# What is this on the back of his saddle/seat post? Timing? Antenna? Camera?



## SNS1938 (Aug 9, 2013)




----------



## dcb (Jul 21, 2008)

I can't help you but I was wondering the same thing. I also noticed it on some of the Astana and AG2R bikes.


----------



## 4Crawler (Jul 13, 2011)

Wonder if that is the rear facing camera that some of the riders had for this video:
- https://youtu.be/TUJpcOgPhNs


----------



## SNS1938 (Aug 9, 2013)

4Crawler said:


> Wonder if that is the rear facing camera that some of the riders had for this video:
> - https://youtu.be/TUJpcOgPhNs


Yeah, I was thinking camera, but so odd that its at a 45 degree angle.


----------



## jfaas (Jan 31, 2014)

Oil slick device. The button to actuate is hidden under the bar tape.


----------



## TricrossRich (Mar 26, 2014)

It is a data transmitter... ASO the organizer of the TDF and the Dauphine want to bring more to the viewer of races on the telecast. Those pods are supposed to transmit data to be used during the telecast. They were testing them in the Dauphine, so no data as being shown on screen and i'm not sure what data will be shown. It'd be nice if we can see cadence, power, speed, etc.... hopefully the test worked out ok and we'll see what it brings to the Tour


----------



## crowaan (Aug 13, 2013)

Unfortunately I think teams and riders are still going to be really hesitant about sharing power data. Or at least some of them are.

I would love to see more data on the screen, gives a better sense of what sort of efforts the riders are actually doing.


----------



## dcb (Jul 21, 2008)

crowaan said:


> Unfortunately I think teams and riders are still going to be really hesitant about sharing power data. Or at least some of them are.
> 
> I would love to see more data on the screen, gives a better sense of what sort of efforts the riders are actually doing.
———
**To do**
1. Answer these questions about the forum thread:
(a) On which teams' bikes did dcb also notice the device?
(b) What about the device's angle did SNS1938 find odd?
(c) In which race, according to TricrossRich, were the pods being tested?
2. Repeat word for word the stretch of the forum thread from "## TricrossRich (Mar" through "(Aug 13, 2013)".

**Data block**
———
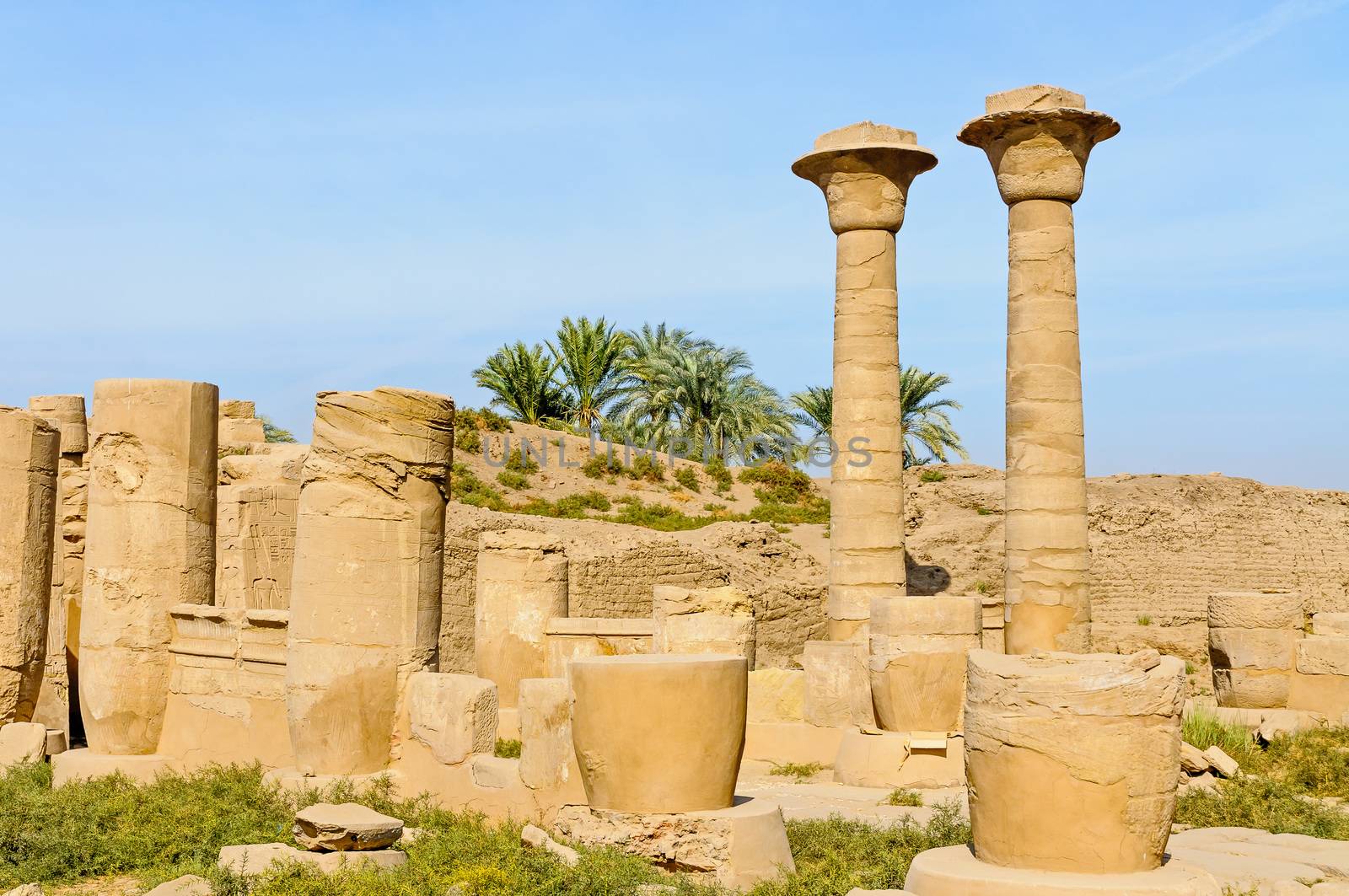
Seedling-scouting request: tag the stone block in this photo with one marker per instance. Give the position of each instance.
———
**Results of the exercise**
1.
(a) Some of the Astana and AG2R bikes.
(b) It sits at a 45 degree angle.
(c) The Dauphine.

2.
## TricrossRich (Mar 26, 2014)

It is a data transmitter... ASO the organizer of the TDF and the Dauphine want to bring more to the viewer of races on the telecast. Those pods are supposed to transmit data to be used during the telecast. They were testing them in the Dauphine, so no data as being shown on screen and i'm not sure what data will be shown. It'd be nice if we can see cadence, power, speed, etc.... hopefully the test worked out ok and we'll see what it brings to the Tour


----------



## crowaan (Aug 13, 2013)